● Task objective
Select each line in the saved entries below that contains the word "shirt", and copy those lines. Treat uppercase and lowercase letters as different.

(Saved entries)
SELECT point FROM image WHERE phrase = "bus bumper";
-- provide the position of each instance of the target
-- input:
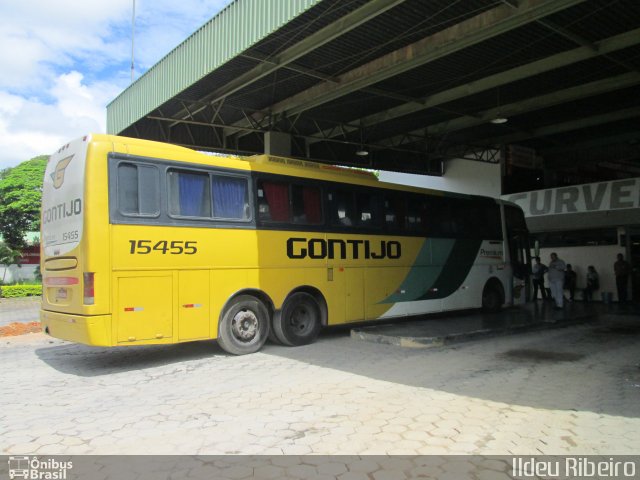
(90, 330)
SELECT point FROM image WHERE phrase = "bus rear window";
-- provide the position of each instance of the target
(138, 190)
(189, 194)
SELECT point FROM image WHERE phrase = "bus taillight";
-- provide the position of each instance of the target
(88, 288)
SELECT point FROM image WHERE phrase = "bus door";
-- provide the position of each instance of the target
(517, 238)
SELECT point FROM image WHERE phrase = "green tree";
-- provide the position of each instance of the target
(8, 257)
(20, 199)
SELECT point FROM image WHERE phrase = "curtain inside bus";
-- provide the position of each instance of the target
(194, 197)
(229, 197)
(278, 199)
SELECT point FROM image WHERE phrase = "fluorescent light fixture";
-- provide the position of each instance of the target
(499, 120)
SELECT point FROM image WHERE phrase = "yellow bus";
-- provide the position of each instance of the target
(151, 243)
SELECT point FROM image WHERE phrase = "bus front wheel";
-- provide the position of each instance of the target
(299, 321)
(244, 326)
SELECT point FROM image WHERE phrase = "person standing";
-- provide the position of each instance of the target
(537, 272)
(593, 283)
(622, 269)
(570, 280)
(556, 280)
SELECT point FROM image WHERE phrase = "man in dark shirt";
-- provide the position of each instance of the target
(622, 269)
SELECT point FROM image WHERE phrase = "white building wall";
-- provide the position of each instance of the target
(601, 257)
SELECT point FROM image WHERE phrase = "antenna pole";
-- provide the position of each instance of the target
(133, 32)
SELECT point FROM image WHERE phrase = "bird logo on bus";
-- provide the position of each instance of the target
(58, 174)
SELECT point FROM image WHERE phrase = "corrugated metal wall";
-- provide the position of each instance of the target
(236, 28)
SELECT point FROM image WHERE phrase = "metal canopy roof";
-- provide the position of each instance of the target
(414, 82)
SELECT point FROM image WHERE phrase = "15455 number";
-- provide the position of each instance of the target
(174, 247)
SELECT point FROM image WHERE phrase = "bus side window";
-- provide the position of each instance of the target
(341, 208)
(368, 210)
(394, 212)
(138, 190)
(230, 198)
(306, 205)
(273, 201)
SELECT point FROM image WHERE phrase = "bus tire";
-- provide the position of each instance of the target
(299, 322)
(244, 326)
(492, 298)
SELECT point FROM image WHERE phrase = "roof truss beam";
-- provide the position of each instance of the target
(531, 104)
(269, 65)
(522, 72)
(469, 32)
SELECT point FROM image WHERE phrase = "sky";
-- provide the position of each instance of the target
(63, 61)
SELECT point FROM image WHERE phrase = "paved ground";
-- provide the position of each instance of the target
(23, 309)
(573, 390)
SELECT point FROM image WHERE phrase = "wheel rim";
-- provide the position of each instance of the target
(245, 325)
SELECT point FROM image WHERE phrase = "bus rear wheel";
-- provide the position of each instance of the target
(299, 321)
(244, 326)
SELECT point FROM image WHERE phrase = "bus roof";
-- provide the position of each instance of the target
(263, 163)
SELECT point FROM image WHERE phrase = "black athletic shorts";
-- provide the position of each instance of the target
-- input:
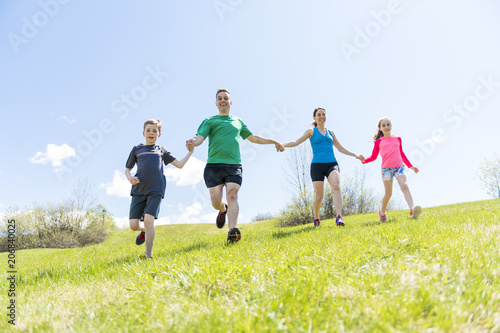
(220, 173)
(321, 170)
(144, 204)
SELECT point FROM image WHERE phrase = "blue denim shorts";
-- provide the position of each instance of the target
(391, 173)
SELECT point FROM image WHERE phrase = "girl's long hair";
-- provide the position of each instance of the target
(314, 123)
(379, 133)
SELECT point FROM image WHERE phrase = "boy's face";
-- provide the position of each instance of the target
(151, 133)
(223, 102)
(385, 127)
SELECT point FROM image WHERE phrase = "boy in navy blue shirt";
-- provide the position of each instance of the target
(148, 184)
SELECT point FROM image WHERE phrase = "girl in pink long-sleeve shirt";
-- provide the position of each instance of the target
(393, 161)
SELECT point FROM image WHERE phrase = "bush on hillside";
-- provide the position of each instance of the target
(58, 226)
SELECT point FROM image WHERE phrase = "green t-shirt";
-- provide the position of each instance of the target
(223, 138)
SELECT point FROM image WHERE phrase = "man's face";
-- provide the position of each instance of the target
(223, 102)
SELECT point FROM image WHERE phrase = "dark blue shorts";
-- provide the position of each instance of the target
(321, 170)
(144, 204)
(220, 173)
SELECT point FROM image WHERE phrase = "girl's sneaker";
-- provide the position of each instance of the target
(234, 235)
(416, 212)
(339, 221)
(141, 238)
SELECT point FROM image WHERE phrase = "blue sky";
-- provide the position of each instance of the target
(80, 78)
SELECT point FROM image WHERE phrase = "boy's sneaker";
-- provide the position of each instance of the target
(339, 221)
(416, 212)
(221, 219)
(141, 238)
(234, 235)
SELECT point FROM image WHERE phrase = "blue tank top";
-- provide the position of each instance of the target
(322, 146)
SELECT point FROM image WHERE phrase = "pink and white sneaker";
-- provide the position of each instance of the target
(339, 221)
(416, 212)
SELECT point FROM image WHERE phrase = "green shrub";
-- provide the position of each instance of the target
(58, 226)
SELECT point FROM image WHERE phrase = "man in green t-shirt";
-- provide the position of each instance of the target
(224, 161)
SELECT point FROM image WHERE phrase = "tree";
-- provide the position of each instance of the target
(489, 176)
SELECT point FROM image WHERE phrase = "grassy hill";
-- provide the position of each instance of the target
(438, 274)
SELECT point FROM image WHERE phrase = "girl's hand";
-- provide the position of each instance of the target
(190, 145)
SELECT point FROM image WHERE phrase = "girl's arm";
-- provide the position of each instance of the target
(180, 164)
(405, 159)
(376, 149)
(343, 150)
(307, 135)
(265, 141)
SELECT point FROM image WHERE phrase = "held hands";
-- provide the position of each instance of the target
(134, 180)
(279, 147)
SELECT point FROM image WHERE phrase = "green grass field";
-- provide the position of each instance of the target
(438, 274)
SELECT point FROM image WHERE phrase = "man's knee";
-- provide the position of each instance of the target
(232, 194)
(134, 224)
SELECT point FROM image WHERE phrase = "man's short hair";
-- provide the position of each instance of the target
(156, 122)
(221, 90)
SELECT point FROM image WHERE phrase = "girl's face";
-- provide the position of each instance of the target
(386, 127)
(320, 116)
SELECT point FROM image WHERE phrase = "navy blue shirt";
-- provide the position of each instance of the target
(149, 159)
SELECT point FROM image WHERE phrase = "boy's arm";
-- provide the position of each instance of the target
(180, 164)
(130, 178)
(264, 141)
(197, 140)
(307, 134)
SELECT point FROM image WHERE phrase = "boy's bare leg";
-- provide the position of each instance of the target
(232, 203)
(134, 225)
(216, 197)
(149, 229)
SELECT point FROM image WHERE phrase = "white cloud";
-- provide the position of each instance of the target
(55, 155)
(190, 175)
(119, 187)
(69, 121)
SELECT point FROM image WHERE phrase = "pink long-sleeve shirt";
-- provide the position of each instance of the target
(391, 150)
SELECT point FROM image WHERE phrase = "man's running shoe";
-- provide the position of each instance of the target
(141, 238)
(339, 221)
(416, 212)
(221, 219)
(234, 235)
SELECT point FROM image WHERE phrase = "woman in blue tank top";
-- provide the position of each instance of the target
(324, 163)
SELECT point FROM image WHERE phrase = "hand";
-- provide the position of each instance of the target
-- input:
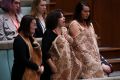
(54, 69)
(41, 69)
(106, 68)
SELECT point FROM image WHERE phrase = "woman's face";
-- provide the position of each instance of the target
(42, 7)
(85, 12)
(16, 6)
(61, 21)
(33, 26)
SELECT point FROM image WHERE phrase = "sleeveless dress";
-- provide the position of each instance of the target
(87, 52)
(60, 55)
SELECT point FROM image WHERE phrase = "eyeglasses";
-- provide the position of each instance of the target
(16, 2)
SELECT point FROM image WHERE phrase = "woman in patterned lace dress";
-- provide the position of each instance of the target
(56, 49)
(84, 43)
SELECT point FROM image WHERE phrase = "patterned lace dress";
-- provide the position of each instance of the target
(86, 51)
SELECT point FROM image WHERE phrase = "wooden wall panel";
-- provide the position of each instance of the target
(106, 14)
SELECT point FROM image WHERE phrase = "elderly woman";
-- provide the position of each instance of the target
(10, 20)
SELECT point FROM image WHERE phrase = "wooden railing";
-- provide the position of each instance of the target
(112, 55)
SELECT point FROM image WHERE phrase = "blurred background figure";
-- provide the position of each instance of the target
(27, 52)
(38, 10)
(10, 19)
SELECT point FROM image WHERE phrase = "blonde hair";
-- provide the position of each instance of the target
(34, 8)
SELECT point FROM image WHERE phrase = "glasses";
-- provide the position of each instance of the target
(16, 2)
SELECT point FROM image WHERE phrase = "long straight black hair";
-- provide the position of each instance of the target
(77, 13)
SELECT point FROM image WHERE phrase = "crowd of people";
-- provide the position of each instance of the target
(65, 53)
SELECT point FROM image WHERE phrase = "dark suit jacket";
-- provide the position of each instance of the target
(21, 59)
(7, 29)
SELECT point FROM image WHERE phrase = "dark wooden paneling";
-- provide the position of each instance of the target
(107, 21)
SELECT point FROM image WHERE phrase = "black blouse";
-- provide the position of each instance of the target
(21, 59)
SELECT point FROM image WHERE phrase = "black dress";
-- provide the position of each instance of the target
(21, 59)
(48, 38)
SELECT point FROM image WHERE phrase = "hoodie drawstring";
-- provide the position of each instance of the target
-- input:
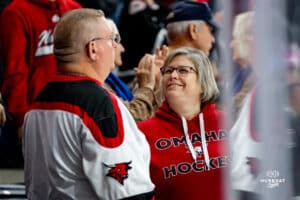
(203, 140)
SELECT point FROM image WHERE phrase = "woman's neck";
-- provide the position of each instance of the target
(186, 109)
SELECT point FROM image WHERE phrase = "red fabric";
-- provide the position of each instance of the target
(172, 169)
(25, 73)
(88, 121)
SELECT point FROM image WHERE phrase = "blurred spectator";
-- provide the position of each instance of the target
(242, 45)
(143, 102)
(26, 41)
(139, 24)
(111, 8)
(80, 141)
(294, 98)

● Completed task
SELECT point FROM image WHERE phrase = "man in dark shirt";
SELECT point FROM image WHERE phrase = "boy in navy blue shirt";
SELECT point FROM image WHERE phrase = "girl in pink long-sleeve shirt";
SELECT point FROM image WHERE phrase = "green t-shirt";
SELECT point FROM image WHERE phrase = "man in green t-shirt";
SELECT point FROM image WHERE phrase = "navy blue shirt";
SELECT point FROM image WHERE phrase = "pink long-sleeve shirt";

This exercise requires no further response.